### [Task description]
Render each line of all the entries below as a JSON list of strings, one string per line, with blank lines omitted. Leave the pictures out of the answer.

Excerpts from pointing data
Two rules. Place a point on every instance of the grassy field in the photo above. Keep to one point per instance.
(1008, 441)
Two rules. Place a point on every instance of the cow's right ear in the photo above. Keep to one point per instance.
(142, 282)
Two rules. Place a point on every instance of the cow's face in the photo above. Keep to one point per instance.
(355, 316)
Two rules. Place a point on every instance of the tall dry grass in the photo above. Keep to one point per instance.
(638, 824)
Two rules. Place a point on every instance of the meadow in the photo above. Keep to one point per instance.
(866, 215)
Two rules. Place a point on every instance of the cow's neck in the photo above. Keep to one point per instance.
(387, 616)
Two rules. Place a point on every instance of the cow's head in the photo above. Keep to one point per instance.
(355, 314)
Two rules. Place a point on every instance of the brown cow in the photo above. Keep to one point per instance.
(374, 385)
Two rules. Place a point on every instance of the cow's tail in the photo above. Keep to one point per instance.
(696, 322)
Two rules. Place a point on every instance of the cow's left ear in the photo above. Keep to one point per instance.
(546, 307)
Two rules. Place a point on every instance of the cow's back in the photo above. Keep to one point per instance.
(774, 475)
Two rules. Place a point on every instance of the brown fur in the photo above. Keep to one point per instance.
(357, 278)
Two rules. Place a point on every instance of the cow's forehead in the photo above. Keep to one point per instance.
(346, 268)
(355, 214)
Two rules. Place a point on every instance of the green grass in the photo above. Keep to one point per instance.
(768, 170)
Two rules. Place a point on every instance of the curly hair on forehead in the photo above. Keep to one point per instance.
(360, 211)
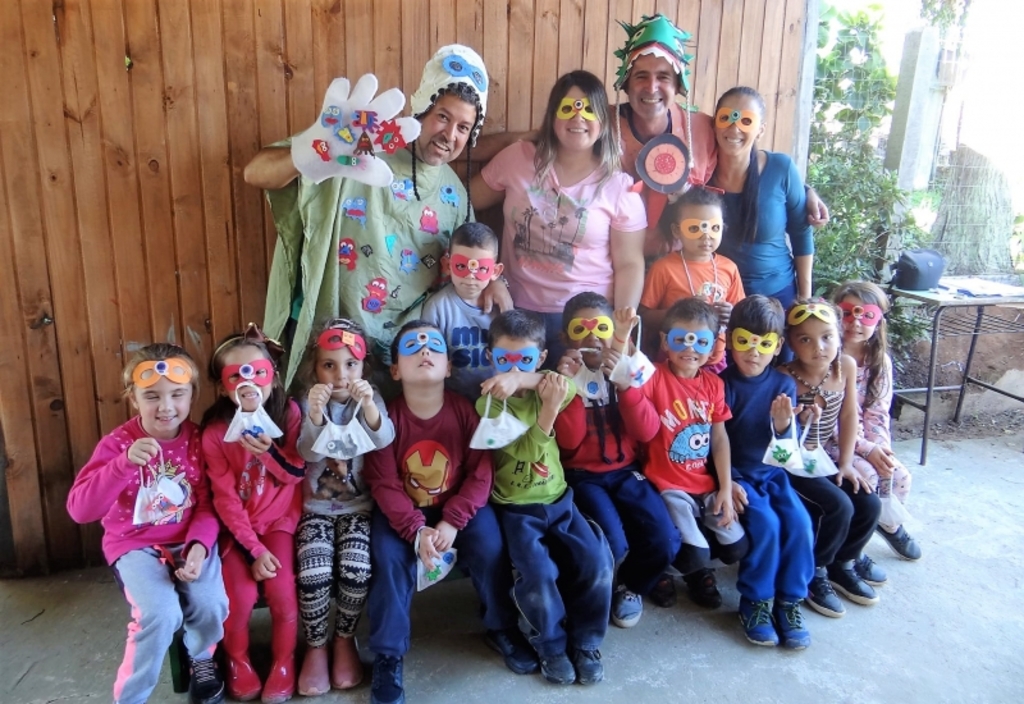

### [Output of the task]
[
  "Two rules. Place a point on every instance of the grassy field in the photo above. Keep to one point per instance.",
  "(1008, 441)",
  "Two rules. Place a point on every instance of the cow's right ear in the photo above. Keep to one point per instance.",
  "(142, 282)",
  "Two rules. Place a point on every instance of the cow's face in the photo above. Keep to one point per instance.",
  "(355, 316)",
  "Two rules. Place a point on every instance of the tall dry grass in the photo above. Keep to one point per instance.",
  "(638, 824)",
  "Two rules. Place a point on every instance of the meadow in the photo above. Keep to one point per instance.",
  "(866, 215)",
  "Two rules. Place a point on every instance of the cow's neck in the photo above. Keep to one point per instance.",
  "(387, 616)",
  "Two rules. Place a point on every instance of the cow's head in the photo above. Keep to one point per instance.",
  "(355, 314)",
  "Two rules. Place a point on every instance of the brown cow in the photo above. Keep to one point per instance.",
  "(374, 385)",
  "Two rules. Place a point on every instance of the cow's tail in the photo above. Keep to one point per instance.",
  "(696, 322)",
  "Two rules. Place a point on every instance of the cow's left ear in the photo above. Keep to one point per instance.",
  "(546, 307)",
  "Two rules. Place a point on every instance of the cow's back in the photo above. Keep to one point per instance.",
  "(774, 475)",
  "Two rules. Place a point on every instance of the brown fur in the photo above. Keep to one point per instance.",
  "(357, 278)",
  "Two rules. Place a point on every instance of the cow's forehead in the photo above. Keep to one point per instance.",
  "(346, 268)",
  "(355, 214)",
  "Two rules. Place a point on every instance of the green grass in the photo above. Keep to one point per instance.",
  "(768, 170)",
  "Two rules. Place a point on every instance of the curly hair on forehead in the photo above. Keep to one point per instance.",
  "(360, 211)"
]